Problem
Read the records and write them out again exactly.

Data shown
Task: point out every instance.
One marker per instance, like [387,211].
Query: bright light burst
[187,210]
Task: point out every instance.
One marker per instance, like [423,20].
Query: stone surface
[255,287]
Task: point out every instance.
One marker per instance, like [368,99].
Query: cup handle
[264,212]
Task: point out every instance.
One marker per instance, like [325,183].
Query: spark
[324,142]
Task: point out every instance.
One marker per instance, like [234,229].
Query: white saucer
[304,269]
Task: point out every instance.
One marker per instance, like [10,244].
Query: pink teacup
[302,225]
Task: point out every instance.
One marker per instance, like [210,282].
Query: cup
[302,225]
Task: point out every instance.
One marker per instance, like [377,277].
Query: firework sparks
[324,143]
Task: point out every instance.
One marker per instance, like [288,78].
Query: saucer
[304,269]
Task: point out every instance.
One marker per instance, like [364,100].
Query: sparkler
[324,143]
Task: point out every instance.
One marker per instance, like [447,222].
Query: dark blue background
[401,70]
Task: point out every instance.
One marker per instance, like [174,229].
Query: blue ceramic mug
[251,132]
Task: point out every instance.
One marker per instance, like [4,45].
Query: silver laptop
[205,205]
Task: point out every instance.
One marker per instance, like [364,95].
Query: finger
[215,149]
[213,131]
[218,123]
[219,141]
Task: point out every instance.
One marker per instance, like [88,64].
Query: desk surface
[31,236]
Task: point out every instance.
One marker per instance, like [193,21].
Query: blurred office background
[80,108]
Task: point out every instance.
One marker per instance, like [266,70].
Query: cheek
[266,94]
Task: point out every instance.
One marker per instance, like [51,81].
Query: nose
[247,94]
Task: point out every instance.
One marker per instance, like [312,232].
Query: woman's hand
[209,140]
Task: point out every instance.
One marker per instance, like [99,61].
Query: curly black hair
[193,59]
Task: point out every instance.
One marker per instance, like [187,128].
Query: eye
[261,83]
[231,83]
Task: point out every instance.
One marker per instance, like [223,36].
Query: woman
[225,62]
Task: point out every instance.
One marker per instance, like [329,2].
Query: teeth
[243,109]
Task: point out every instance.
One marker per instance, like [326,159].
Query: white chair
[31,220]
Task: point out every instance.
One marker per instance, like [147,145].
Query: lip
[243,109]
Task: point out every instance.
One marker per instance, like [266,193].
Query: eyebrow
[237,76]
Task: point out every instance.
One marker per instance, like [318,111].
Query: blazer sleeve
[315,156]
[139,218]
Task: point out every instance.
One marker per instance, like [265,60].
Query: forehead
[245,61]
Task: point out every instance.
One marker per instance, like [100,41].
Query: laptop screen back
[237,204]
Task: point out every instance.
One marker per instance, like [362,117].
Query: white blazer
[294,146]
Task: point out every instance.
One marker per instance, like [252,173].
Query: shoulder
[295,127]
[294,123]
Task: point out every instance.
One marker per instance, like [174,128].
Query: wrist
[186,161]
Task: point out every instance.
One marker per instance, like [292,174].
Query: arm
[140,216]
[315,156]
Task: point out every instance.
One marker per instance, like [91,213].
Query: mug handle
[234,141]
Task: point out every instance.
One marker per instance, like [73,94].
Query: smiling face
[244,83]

Solution
Task: point out every instance.
One marker per instance, like [387,211].
Query: bright light burst
[187,210]
Task: point out every instance.
One marker per instance, like [423,20].
Query: stone surface
[255,287]
Task: point out every instance.
One marker per instance, like [368,99].
Query: cup handle
[264,212]
Task: point out every instance.
One marker per instance, like [325,183].
Query: spark
[324,142]
Task: point out every instance.
One marker per instance, like [234,229].
Query: white saucer
[304,269]
Task: point out every instance.
One marker per instance, like [10,244].
Query: pink teacup
[302,225]
Task: point out every instance.
One marker per instance, like [210,282].
Query: cup
[302,225]
Task: point out every instance.
One marker per instance, like [377,277].
Query: firework sparks
[324,143]
Task: point out every instance.
One marker per instance, like [288,78].
Query: saucer
[304,269]
Task: point out every instance.
One marker per instance, like [364,100].
Query: sparkler
[324,143]
Task: point out every instance.
One marker per instance, like [447,222].
Query: dark blue background
[401,70]
Task: point out every instance.
One marker per instance, like [174,229].
Query: blue ceramic mug
[251,132]
Task: point out every instance.
One marker per instance, like [4,45].
Query: silver laptop
[205,205]
Task: point out every instance.
One marker per instance, like [364,95].
Query: finger
[215,149]
[213,131]
[218,123]
[219,141]
Task: point out every instance.
One marker per instance, like [88,64].
Query: desk surface
[31,236]
Task: point out every instance.
One marker per instance, like [193,21].
Query: blurred office background
[80,108]
Task: point out every instance.
One marker per instance, like [266,70].
Query: cheek
[266,94]
Task: point out every instance.
One marker per instance, like [51,81].
Query: nose
[247,94]
Task: point out every instance.
One marker per instance, like [312,232].
Query: woman's hand
[209,140]
Task: point out every instance.
One marker per instance, like [99,61].
Query: curly black hair
[193,59]
Task: point out every instance.
One marker per instance, like [187,128].
Query: eye
[261,83]
[231,83]
Task: point out every instance.
One marker per instance, like [223,36].
Query: woman
[225,62]
Task: point out every instance.
One marker per instance, like [329,2].
Query: teeth
[243,109]
Task: point out every instance.
One marker per instance, like [326,159].
Query: white chair
[31,220]
Task: point out every instance.
One marker per instance, like [147,145].
Query: lip
[243,109]
Task: point out every instance.
One marker per instance, like [266,193].
Query: eyebrow
[237,76]
Task: point out every instance.
One marker per instance, like [318,111].
Query: blazer sleeve
[315,156]
[139,218]
Task: point out every instance.
One marker per instance, like [265,60].
Query: forehead
[245,61]
Task: point out every instance.
One marker per instance, like [100,41].
Query: laptop screen back
[237,204]
Task: point out every instance.
One marker per instance, like [362,117].
Query: white blazer
[294,146]
Task: point out every instance.
One marker per instance, like [252,173].
Query: shoulder
[295,127]
[294,123]
Task: point out every instance.
One marker per instance, like [174,128].
Query: wrist
[186,161]
Task: point out every instance.
One marker per instance, like [292,174].
Query: arm
[140,216]
[315,156]
Task: point out every instance.
One marker per instance, like [91,213].
Query: mug handle
[234,141]
Task: point out every instance.
One marker per instance, like [73,94].
Query: smiling face
[244,83]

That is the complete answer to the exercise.